* [Stated goal] Scale the lines between the ones holding "I'd really appreciate it if you could find every bird's" and "[98,58,104,63]", inclusive: write each of them out again, request included, with every box coordinate in the answers multiplied by 0.6 and rounded to a whole number, halves rounded up. Give only those lines.

* [Material for this exercise]
--*--
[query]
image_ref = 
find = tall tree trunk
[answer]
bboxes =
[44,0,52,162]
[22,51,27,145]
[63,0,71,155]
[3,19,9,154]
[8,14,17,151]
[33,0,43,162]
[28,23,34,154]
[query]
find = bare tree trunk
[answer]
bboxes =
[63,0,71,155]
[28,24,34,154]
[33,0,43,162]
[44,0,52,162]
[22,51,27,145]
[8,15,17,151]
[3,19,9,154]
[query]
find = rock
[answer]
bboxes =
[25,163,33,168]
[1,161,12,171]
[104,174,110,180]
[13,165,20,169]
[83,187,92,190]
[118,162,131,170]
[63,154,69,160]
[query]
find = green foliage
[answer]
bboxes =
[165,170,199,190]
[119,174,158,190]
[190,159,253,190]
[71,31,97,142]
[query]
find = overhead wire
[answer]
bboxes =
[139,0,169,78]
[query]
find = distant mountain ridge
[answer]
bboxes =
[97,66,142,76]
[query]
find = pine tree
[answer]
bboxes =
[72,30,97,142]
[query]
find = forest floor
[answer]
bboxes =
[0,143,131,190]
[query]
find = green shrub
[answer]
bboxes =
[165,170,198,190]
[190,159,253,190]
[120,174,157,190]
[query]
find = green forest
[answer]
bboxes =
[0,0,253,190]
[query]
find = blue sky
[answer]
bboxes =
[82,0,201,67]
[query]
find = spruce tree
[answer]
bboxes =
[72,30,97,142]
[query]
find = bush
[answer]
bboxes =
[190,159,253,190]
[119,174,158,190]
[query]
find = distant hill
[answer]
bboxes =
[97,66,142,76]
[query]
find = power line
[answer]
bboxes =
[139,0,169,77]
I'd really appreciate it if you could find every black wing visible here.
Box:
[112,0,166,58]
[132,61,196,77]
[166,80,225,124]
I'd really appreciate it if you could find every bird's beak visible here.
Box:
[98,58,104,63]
--*--
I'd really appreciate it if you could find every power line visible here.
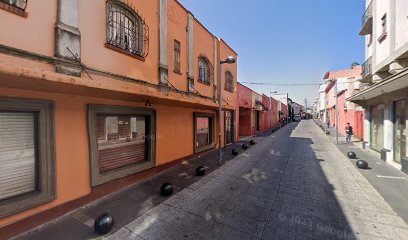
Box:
--*--
* [Answer to this problem]
I'd really appreciate it if you could find every bird's beak visible here.
Box:
[59,35,62,38]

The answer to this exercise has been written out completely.